> **What you should do**
In the text on the reception of Allegiant, what rating did Peter Travers of Rolling Stone give the film?

> **Document segment**

____________________

Writing for IGN, Max Nicholson, awarded Allegiant a 4/10, stating that "Allegiant is a prime example of everything that's wrong with modern YA sequels. Instead of embracing or building upon its core themes and constructs, it tears them all down with a wrecking ball of CGI and nonsensical storytelling". Peter Travers of Rolling Stone gave the film a 1/4 stars, stating that "The Divergent Series: Allegiant is another one of those cynical Hollywood cash grabs that takes the third book in bestselling juvie-lit trilogy (see Twilight and The Hunger Games) and stretches that last book into two movies so audiences are tricked into paying twice for egregiously padded piffle".

====Cast and crew response====
Shailene Woodley expressed disappointment with the quality of Allegiant, claiming that she almost quit acting following the decline of the franchise; co-star Zoë Kravitz voiced similar concerns about the direction of Allegiant and the direction of the series as a whole, saying, "I think as we went on, the story really kinda got lost and nobody really knew what we were doing anymore".

Producer Neil Burger (who directed the first film in the franchise) criticized Lionsgate's decision to split the film into two parts.

____________________

> **Data provided**

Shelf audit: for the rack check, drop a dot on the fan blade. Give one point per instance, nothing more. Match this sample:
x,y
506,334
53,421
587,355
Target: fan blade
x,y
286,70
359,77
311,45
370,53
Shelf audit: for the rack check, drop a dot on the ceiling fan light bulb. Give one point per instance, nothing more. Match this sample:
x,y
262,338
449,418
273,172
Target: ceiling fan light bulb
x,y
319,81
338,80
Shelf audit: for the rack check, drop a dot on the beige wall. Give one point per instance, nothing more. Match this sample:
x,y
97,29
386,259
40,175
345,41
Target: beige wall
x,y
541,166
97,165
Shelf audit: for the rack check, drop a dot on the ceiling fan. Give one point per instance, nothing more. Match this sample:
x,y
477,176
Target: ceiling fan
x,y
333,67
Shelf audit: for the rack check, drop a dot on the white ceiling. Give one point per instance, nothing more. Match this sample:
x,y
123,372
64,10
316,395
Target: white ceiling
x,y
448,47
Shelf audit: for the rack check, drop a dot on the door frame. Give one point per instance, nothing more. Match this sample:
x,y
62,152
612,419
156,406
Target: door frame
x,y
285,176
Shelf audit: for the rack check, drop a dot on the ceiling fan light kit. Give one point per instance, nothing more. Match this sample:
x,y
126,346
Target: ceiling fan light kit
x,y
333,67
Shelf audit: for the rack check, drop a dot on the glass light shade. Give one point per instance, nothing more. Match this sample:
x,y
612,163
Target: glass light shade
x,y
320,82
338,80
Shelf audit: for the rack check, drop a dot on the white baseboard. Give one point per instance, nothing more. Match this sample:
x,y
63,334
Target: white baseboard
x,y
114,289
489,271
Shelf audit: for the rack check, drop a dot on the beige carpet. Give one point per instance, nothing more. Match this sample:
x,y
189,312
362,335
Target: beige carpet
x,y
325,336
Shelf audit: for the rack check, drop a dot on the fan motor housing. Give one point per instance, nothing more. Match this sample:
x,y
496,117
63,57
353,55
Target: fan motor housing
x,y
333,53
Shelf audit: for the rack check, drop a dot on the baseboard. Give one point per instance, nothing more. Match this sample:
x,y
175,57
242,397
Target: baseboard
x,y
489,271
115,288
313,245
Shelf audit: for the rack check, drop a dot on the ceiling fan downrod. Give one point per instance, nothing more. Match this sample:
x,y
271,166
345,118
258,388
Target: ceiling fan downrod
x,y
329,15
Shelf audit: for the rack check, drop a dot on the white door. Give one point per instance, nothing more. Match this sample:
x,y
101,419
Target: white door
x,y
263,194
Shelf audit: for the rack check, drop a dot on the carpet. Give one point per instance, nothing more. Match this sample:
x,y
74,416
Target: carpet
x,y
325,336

____________________

> **Written response**
1 out of 4 stars